- [The task]:
Down to the last line, reproduce the data that follows, but skip the pictures.

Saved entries
-----
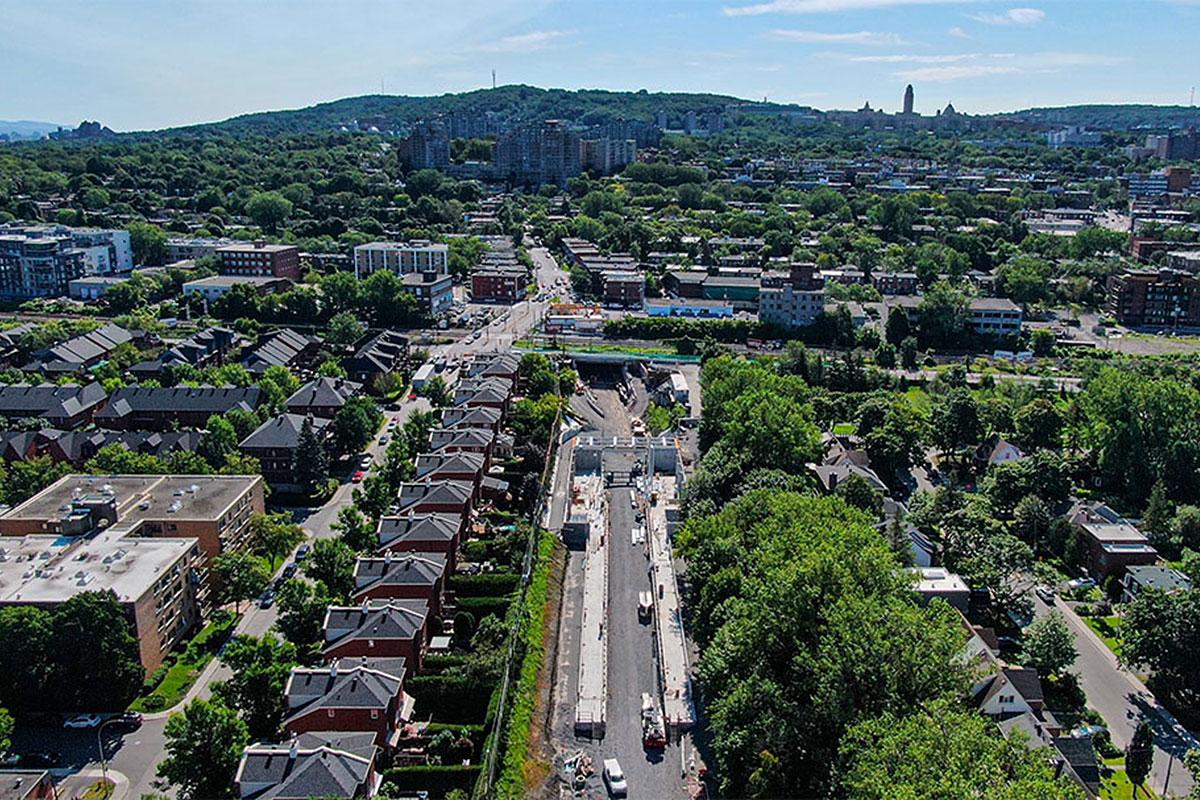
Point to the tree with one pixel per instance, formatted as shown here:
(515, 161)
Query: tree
(1157, 518)
(1140, 755)
(301, 612)
(331, 563)
(1049, 645)
(274, 535)
(25, 659)
(6, 728)
(311, 462)
(268, 210)
(96, 663)
(149, 242)
(909, 353)
(220, 441)
(945, 314)
(261, 668)
(355, 425)
(955, 421)
(203, 747)
(437, 392)
(354, 529)
(857, 492)
(945, 751)
(239, 576)
(897, 329)
(345, 329)
(1038, 425)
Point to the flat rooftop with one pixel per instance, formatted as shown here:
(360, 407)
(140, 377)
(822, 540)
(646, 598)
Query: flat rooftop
(40, 569)
(139, 497)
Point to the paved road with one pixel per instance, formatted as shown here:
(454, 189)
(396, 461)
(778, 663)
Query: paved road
(1122, 701)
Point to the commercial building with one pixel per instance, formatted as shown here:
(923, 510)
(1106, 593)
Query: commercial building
(39, 266)
(793, 301)
(624, 289)
(192, 248)
(1159, 299)
(213, 509)
(497, 286)
(217, 286)
(401, 258)
(261, 259)
(433, 290)
(159, 582)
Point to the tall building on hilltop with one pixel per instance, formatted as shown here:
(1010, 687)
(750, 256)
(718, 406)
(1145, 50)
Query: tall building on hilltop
(538, 155)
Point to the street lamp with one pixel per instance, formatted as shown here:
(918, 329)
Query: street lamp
(100, 745)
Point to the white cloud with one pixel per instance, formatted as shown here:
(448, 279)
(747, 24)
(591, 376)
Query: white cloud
(1012, 17)
(823, 6)
(819, 37)
(537, 40)
(939, 74)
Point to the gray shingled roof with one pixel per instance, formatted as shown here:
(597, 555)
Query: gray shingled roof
(438, 527)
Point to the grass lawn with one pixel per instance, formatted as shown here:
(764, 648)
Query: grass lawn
(919, 400)
(1116, 786)
(1108, 629)
(189, 665)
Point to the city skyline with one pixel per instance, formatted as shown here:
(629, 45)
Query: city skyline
(136, 67)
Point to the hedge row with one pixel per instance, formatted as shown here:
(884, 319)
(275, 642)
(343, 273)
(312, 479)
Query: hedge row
(481, 607)
(438, 781)
(511, 781)
(449, 698)
(485, 584)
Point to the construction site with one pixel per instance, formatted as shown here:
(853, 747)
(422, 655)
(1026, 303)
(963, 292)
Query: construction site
(623, 685)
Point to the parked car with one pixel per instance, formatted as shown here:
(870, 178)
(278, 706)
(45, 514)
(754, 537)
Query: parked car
(615, 779)
(82, 721)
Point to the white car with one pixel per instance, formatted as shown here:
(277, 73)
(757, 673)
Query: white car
(615, 779)
(83, 721)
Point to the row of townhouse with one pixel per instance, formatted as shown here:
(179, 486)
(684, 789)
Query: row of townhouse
(345, 719)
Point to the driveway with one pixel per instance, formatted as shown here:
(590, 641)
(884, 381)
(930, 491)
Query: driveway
(1122, 699)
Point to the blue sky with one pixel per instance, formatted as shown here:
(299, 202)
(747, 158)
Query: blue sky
(144, 64)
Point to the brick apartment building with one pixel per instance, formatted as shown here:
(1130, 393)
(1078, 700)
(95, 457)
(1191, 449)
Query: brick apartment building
(261, 259)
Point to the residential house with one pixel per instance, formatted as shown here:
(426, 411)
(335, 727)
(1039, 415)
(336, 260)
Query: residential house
(402, 576)
(79, 353)
(323, 397)
(324, 764)
(282, 348)
(275, 445)
(142, 408)
(65, 407)
(349, 695)
(390, 629)
(474, 416)
(423, 533)
(1158, 577)
(996, 451)
(448, 497)
(383, 354)
(1111, 543)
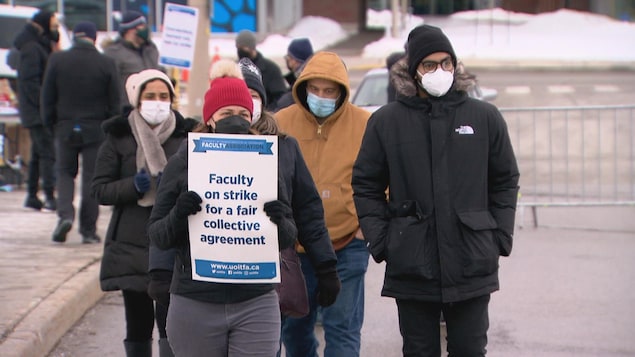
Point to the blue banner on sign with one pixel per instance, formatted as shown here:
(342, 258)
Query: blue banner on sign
(262, 147)
(177, 62)
(228, 270)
-----
- [Answer]:
Point to the tree with one pixel per instance, formatted as shown here:
(515, 161)
Query: tree
(1157, 518)
(1140, 755)
(301, 612)
(331, 563)
(1049, 645)
(274, 535)
(25, 659)
(6, 728)
(311, 462)
(268, 210)
(96, 663)
(149, 242)
(909, 353)
(220, 441)
(945, 314)
(261, 668)
(355, 425)
(955, 421)
(203, 747)
(437, 392)
(354, 529)
(857, 492)
(945, 751)
(239, 576)
(897, 329)
(345, 329)
(1038, 425)
Point to the flat rooftop with one pixel per instance, formatted as shown here:
(360, 407)
(140, 377)
(822, 540)
(646, 598)
Query: flat rooftop
(40, 569)
(139, 497)
Point to the paved road with one pixel per instance, formatted as shown here:
(454, 189)
(396, 461)
(778, 663)
Query: paved road
(1122, 701)
Point to the commercial building with one pixel per instance, formatted as shown here:
(923, 510)
(1106, 593)
Query: commercial building
(39, 266)
(793, 301)
(624, 289)
(192, 248)
(1159, 299)
(213, 509)
(497, 286)
(217, 286)
(401, 258)
(261, 259)
(433, 290)
(159, 582)
Point to the tall building on hilltop with one pixel per instance, formatted as shown here:
(1010, 687)
(750, 256)
(718, 406)
(1145, 50)
Query: tall building on hilltop
(538, 155)
Point to the street lamp with one pixel per instance, formatted as shown here:
(918, 329)
Query: street lamp
(100, 745)
Point to the white cloud with one pixel per instance, formatted as shown here:
(448, 279)
(747, 24)
(591, 376)
Query: white cloud
(1012, 17)
(823, 6)
(819, 37)
(537, 40)
(939, 74)
Point to the gray shingled roof with one pixel per instance, formatted as shown here:
(597, 555)
Query: gray shingled roof
(438, 527)
Point to the grass lawn with one pixel per instance, formatted as shown here:
(764, 648)
Query: grass lawn
(919, 400)
(1116, 786)
(1108, 629)
(189, 665)
Point to the city skyline with one pixel per instance, formatted as shown here:
(629, 45)
Query: city skyline
(136, 67)
Point to the hedge row with one pixel per instance, formatted as shown here:
(884, 319)
(275, 642)
(343, 273)
(312, 479)
Query: hedge row
(481, 607)
(438, 781)
(511, 781)
(449, 698)
(485, 584)
Point to the construction site with one pixel per instance, formatted as shown here:
(853, 747)
(422, 655)
(1026, 303)
(963, 292)
Query: construction site
(623, 685)
Point to the parked car with one pixel per instance, formatted as shown here:
(870, 178)
(278, 706)
(45, 514)
(754, 537)
Query: parked car
(615, 779)
(82, 721)
Point to the white car with one pixel per instance, formatted as shown here:
(277, 73)
(757, 673)
Query: white car
(615, 779)
(83, 721)
Point to the row of townhouse with one pixel per instance, formatted as shown here:
(179, 486)
(684, 789)
Query: row of townhouse
(345, 719)
Point to the driveway with one pixel per instance, formatted as shown here:
(590, 641)
(884, 381)
(930, 491)
Query: driveway
(1122, 699)
Point to the blue sky with one pixel per instance, formatted as shown here:
(299, 202)
(747, 158)
Query: blue sky
(144, 64)
Point to the brick apartment building with one pixel per instance, formatted as shown here:
(1130, 393)
(1078, 700)
(95, 457)
(1191, 449)
Query: brick apartment building
(261, 259)
Point to the residential house with one pixel per instance, formatted as shown here:
(426, 411)
(335, 727)
(1039, 415)
(336, 260)
Query: residential house
(402, 576)
(79, 353)
(323, 397)
(324, 764)
(282, 348)
(275, 445)
(142, 408)
(65, 407)
(349, 695)
(390, 629)
(474, 416)
(423, 533)
(1158, 577)
(996, 451)
(448, 497)
(383, 354)
(1111, 543)
Point to the blue banner on sign with one pixel per instance, formatted as shown here:
(342, 258)
Query: blue banner on sign
(262, 147)
(177, 62)
(228, 270)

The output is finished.